→ **Material to process**:
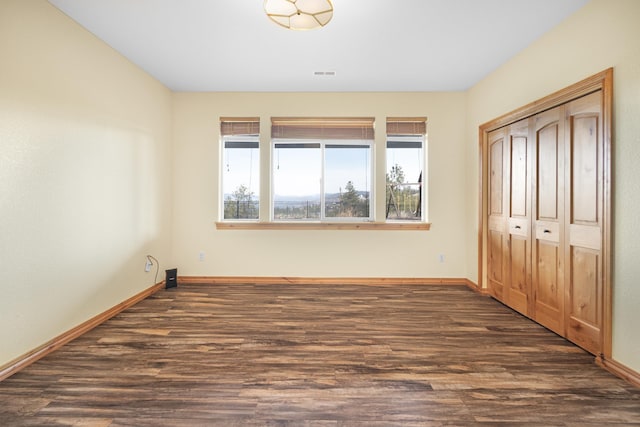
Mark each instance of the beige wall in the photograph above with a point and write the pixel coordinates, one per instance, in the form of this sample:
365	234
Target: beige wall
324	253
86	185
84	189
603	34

→ **What needs to be done**: With the pictures set aside, please write out all of the records above exactly.

→ **Exercise result**:
Mark each instance of the beige wall in the photograph above with a point and write the pixel coordinates, one per instance, in the form of this sample:
365	234
Target: beige wall
324	253
86	185
84	189
603	34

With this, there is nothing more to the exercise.